#### [SOURCE DOCUMENT]
-- START --

Speech transcript enrichment

Use the speech transcript enrichment feature to improve the readability and usability of raw Automatic Speech Recognition (ASR) transcripts. This post-processing service automatically adds punctuation and applies intelligent capitalization to enhance the structure and clarity of spoken content.

The service inserts punctuation marks such as periods, commas, question marks, and exclamation points. It also capitalizes sentence beginnings, proper nouns, acronyms, and brand names based on context. Confidence scoring help ensure accurate and reliable enrichment.

By using speech transcript enrichment, you can produce clean, professional transcripts that are ready for review, publication, or integration into downstream applications.

Integrate Speech transcript enrichment through API

To enable enrichment in API calls:

Add enrichments=punctuation parameter to the recognition request. For more details, see Update the recognition request.
Process the enhanced response from enriched_results object. For more details, see Process enriched response.
Access the confidence metrics for quality assessment.

Update the recognition request

To enable enrichment, add the enrichments=punctuation parameter to your recognition request.

Example request:

curl -X POST -u "apikey:<API-KEY>" \
  -H "Content-Type: audio/wav" \
  --data-binary @data/<your_wav_audio_file>.wav \
  "https://api.jp-tok.speech-to-text.watson.cloud.ibm.com/instances/<INSTANCE-ID>/v1/recognize?model=fr-FR_Telephony&enrichments=punctuation"

-- END --

#### [PROVIDED MATERIAL]
-- START --

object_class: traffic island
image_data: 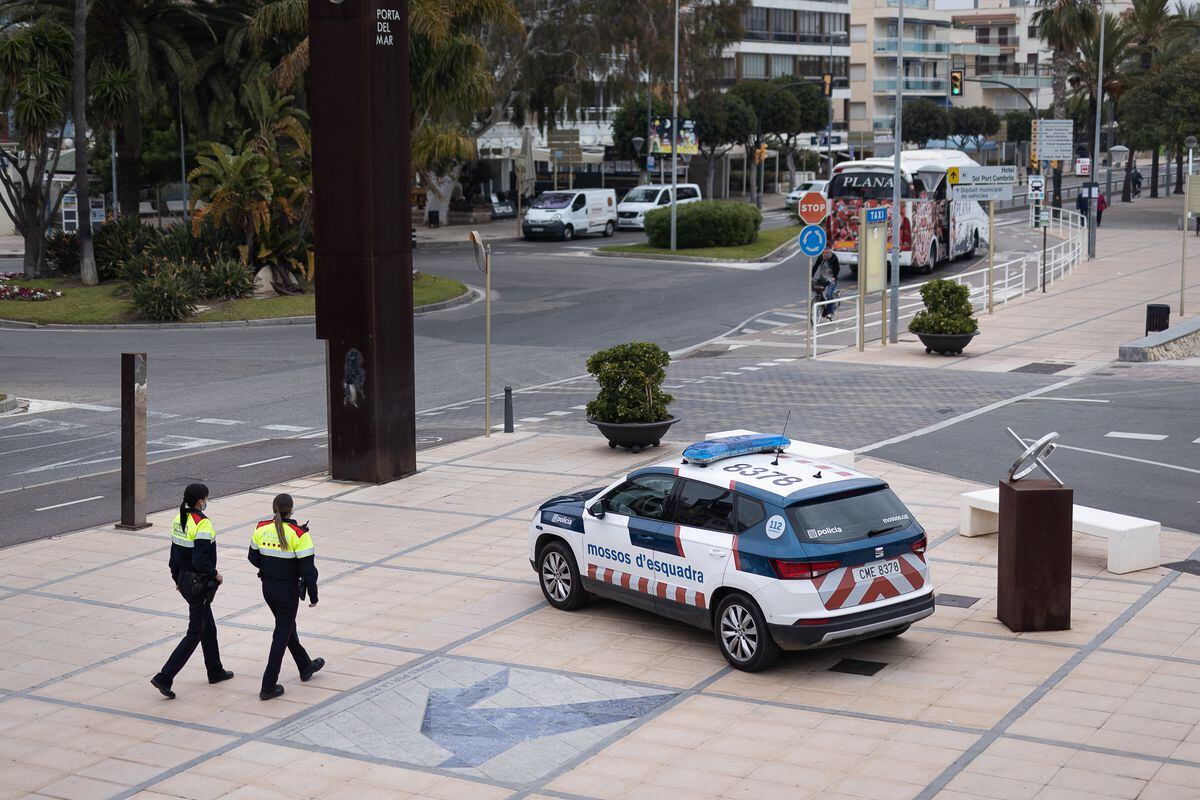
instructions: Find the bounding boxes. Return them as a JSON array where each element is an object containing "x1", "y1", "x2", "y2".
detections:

-- END --

#### [GIVEN TASK 1]
According to the speech transcript enrichment text, what parameter enables enrichment in a recognition request?
#### [GIVEN TASK 2]
Decide whether each statement agrees with the speech transcript enrichment text, answering yes or no and quoting the deciding words: (a) The service inserts question marks. (b) The example request uses an English-language model. (c) The enhanced response is processed from the enriched_results object.
#### [GIVEN TASK 3]
Please extend the speech transcript enrichment text, picking up after its last line.
The data isn't needed for anything here.

#### [WRITTEN RESPONSE 1]
enrichments=punctuation

#### [WRITTEN RESPONSE 2]
(a) Yes: "The service inserts punctuation marks such as periods, commas, question marks, and exclamation points."
(b) No: "model=fr-FR_Telephony"
(c) Yes: "Process the enhanced response from enriched_results object."

#### [WRITTEN RESPONSE 3]
Process the enriched response

When enrichment is enabled, the response includes an enriched_results object. This object contains the post-processed transcript with punctuation and capitalization that is applied, along with metadata for quality and traceability.

Example response:

{
   "speaker_labels": [
      {
         "from": 52.52,
         "to": 52.7,
         "speaker": 0,
         "confidence": 1.0,
         "final": false
      }
   ],
   "enriched_results": {
      "transcript": {
         "text": "Oh là, et bon, il faudrait me payer ma complation, là. Et vous avez ajouté à le fournir, me payer ma complatigne.",
         "timestamp": {
            "from": 0.22,
            "to": 59.68
         }
      },
      "status": "success"
   }
}

For more information about speaker labels and timestamps, see Speaker Labels and Word timestamps.

Supported languages

Speech transcript enrichment currently supports the following languages:

English (US, UK, Australia, India)
French (France, Canada)
German
Italian
Portuguese (Brazil, Portugal)
Spanish (Spain, Latin America, Argentina, Chile, Colombia, Mexico, Peru)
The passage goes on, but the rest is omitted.